[Stored data entries]

________________________________________

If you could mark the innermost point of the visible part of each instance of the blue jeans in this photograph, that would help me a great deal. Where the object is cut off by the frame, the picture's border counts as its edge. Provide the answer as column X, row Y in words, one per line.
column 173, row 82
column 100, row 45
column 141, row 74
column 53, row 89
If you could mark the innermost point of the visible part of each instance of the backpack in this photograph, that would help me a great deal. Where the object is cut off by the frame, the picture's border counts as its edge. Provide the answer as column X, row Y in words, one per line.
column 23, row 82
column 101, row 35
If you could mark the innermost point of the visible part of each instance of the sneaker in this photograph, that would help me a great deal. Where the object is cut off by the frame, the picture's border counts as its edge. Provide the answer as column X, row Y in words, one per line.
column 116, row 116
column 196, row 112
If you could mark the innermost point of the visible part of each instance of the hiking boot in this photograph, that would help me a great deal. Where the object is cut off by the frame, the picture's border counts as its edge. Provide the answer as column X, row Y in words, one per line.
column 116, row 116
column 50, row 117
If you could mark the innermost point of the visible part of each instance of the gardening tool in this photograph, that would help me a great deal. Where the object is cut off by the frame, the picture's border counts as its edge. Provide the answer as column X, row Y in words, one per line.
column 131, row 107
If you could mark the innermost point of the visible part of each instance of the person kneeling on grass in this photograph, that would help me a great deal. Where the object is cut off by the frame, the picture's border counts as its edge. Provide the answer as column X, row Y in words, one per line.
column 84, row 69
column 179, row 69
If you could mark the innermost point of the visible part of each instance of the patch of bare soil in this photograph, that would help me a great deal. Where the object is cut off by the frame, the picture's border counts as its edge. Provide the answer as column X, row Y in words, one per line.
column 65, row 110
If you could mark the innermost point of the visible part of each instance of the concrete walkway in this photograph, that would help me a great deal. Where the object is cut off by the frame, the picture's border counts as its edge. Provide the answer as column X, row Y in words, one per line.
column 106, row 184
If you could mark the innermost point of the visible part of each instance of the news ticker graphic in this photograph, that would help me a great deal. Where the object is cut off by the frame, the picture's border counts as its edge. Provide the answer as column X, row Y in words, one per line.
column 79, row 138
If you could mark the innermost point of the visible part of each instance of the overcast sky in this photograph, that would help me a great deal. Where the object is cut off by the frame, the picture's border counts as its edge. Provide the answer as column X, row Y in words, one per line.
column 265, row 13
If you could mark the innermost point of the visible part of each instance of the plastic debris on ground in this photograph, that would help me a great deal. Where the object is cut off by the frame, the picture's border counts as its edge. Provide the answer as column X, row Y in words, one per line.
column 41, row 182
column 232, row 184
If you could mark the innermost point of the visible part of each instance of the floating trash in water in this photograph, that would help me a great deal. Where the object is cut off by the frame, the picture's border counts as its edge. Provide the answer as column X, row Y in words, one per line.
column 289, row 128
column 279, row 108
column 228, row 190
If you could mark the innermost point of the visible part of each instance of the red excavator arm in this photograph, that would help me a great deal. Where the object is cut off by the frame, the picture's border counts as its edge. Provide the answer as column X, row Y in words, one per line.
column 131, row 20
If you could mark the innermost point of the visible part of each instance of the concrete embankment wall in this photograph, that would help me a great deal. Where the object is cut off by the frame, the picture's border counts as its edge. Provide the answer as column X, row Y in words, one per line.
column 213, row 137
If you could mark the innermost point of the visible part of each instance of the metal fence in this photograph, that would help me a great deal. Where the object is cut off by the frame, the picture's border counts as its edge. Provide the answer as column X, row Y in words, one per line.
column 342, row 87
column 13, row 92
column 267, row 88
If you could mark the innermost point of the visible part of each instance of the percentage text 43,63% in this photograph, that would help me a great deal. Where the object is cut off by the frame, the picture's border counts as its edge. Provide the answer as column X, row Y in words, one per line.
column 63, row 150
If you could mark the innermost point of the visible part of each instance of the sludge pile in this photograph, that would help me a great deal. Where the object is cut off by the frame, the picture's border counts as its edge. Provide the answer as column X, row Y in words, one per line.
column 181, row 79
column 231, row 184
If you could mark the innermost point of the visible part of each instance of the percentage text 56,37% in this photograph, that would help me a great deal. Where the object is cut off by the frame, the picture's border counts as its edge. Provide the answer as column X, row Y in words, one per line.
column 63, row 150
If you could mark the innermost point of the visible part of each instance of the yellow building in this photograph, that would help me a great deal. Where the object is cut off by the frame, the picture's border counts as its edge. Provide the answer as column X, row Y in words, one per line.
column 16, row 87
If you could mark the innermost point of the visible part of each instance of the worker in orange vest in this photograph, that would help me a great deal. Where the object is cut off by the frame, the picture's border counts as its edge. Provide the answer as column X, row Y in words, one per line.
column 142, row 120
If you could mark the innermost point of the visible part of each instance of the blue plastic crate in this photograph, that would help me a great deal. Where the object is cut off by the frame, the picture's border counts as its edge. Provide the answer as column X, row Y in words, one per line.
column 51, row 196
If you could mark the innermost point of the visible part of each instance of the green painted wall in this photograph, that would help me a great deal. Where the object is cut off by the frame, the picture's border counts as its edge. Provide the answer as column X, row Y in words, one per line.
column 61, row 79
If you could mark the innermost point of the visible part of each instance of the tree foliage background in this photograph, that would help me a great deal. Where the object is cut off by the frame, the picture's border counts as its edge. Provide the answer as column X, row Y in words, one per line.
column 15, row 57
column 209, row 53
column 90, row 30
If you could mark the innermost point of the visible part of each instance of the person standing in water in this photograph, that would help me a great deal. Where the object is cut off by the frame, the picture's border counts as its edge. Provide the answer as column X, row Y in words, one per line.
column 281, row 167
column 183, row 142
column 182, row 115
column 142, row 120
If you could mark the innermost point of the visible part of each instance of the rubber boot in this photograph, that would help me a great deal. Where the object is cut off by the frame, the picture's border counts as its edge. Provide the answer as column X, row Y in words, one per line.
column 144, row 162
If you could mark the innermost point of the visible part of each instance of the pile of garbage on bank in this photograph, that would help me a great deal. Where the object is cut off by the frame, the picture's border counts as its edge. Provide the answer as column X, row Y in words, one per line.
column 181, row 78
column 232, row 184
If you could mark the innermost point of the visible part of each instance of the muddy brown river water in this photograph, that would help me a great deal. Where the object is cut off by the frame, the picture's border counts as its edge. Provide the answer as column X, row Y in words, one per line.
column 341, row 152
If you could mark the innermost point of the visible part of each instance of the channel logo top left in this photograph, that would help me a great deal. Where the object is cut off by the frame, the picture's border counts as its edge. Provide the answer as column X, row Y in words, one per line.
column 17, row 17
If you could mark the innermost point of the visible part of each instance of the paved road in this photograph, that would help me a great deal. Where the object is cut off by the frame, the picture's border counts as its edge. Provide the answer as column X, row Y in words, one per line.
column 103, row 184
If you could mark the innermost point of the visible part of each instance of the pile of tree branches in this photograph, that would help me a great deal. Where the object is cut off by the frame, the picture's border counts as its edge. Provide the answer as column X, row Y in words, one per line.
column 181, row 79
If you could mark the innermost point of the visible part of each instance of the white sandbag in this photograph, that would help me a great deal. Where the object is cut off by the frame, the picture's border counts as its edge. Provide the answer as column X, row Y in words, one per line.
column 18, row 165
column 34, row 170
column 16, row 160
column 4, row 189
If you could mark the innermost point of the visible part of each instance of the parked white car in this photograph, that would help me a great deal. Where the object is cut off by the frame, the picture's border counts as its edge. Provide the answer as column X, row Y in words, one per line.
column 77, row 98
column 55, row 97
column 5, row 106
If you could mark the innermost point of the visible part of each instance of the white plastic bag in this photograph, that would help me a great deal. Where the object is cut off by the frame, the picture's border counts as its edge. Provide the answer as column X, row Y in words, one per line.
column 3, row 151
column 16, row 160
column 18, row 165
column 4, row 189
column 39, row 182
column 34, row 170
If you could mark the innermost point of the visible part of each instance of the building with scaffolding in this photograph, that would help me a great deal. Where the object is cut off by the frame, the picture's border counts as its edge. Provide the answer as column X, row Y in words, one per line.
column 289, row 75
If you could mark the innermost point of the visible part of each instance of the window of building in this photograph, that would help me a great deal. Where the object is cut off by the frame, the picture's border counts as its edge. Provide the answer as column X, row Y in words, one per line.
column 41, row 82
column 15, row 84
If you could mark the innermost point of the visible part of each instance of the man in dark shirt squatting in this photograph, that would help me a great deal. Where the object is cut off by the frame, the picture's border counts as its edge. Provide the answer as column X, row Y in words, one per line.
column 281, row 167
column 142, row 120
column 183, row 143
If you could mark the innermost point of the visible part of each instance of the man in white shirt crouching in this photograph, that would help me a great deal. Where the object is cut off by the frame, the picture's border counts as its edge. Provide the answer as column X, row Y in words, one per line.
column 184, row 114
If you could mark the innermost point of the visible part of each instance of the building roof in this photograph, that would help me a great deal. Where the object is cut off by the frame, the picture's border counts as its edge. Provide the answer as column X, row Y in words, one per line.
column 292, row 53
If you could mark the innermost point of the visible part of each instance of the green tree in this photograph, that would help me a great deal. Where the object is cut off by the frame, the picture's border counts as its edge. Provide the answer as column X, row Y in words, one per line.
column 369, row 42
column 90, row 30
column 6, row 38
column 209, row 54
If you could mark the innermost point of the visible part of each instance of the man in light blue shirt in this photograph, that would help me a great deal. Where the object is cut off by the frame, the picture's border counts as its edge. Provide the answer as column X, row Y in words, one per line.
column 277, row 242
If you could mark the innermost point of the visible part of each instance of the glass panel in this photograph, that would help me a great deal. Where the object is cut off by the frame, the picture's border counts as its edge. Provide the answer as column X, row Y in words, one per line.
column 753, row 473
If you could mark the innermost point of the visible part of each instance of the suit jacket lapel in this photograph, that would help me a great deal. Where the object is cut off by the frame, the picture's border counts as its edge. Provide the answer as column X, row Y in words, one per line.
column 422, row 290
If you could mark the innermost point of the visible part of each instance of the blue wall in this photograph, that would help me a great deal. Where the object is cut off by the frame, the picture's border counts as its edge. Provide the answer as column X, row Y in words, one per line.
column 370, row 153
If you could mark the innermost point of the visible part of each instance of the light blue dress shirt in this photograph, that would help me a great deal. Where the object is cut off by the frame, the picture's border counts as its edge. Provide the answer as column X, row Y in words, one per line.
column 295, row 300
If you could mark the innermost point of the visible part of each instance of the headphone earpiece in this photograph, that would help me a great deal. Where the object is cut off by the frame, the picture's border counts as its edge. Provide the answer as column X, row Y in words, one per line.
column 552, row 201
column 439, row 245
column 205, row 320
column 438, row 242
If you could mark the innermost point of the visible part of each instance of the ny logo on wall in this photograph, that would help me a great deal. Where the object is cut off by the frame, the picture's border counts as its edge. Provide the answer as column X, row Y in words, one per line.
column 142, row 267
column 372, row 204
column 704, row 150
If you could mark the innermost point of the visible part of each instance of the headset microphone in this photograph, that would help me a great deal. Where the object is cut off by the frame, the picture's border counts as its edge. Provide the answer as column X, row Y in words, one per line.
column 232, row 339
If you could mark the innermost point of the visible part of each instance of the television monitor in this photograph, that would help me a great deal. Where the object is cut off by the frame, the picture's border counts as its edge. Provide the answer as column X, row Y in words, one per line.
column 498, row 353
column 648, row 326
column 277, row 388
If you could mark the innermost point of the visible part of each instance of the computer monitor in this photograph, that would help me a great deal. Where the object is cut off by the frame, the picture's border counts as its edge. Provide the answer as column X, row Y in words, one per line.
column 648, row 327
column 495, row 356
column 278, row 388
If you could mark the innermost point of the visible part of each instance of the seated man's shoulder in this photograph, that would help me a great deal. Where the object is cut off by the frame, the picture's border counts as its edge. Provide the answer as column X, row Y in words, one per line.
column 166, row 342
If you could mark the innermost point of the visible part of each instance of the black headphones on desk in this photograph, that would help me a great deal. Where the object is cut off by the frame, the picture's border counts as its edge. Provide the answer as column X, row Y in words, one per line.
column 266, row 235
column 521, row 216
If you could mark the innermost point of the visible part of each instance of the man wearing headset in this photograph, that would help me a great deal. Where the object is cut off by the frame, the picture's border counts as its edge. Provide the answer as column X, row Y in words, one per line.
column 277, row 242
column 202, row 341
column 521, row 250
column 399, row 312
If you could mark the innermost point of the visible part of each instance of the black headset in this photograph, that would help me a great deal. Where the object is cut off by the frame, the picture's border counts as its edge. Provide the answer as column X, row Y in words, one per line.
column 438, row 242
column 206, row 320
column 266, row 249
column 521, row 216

________________________________________

TASK ITEM »
Please transcribe the lines from the one containing "the black headset" through the last line of the records. Include both ends and nothing else.

OUTPUT BELOW »
If you could mark the innermost point of the visible part of each instance of the black headset in this photograph, that would help me a great deal. Where the object is cut off by the frame, the picture's border counts as its edge. Provide the answer as column X, row Y in words, one per line.
column 438, row 242
column 206, row 320
column 266, row 249
column 521, row 216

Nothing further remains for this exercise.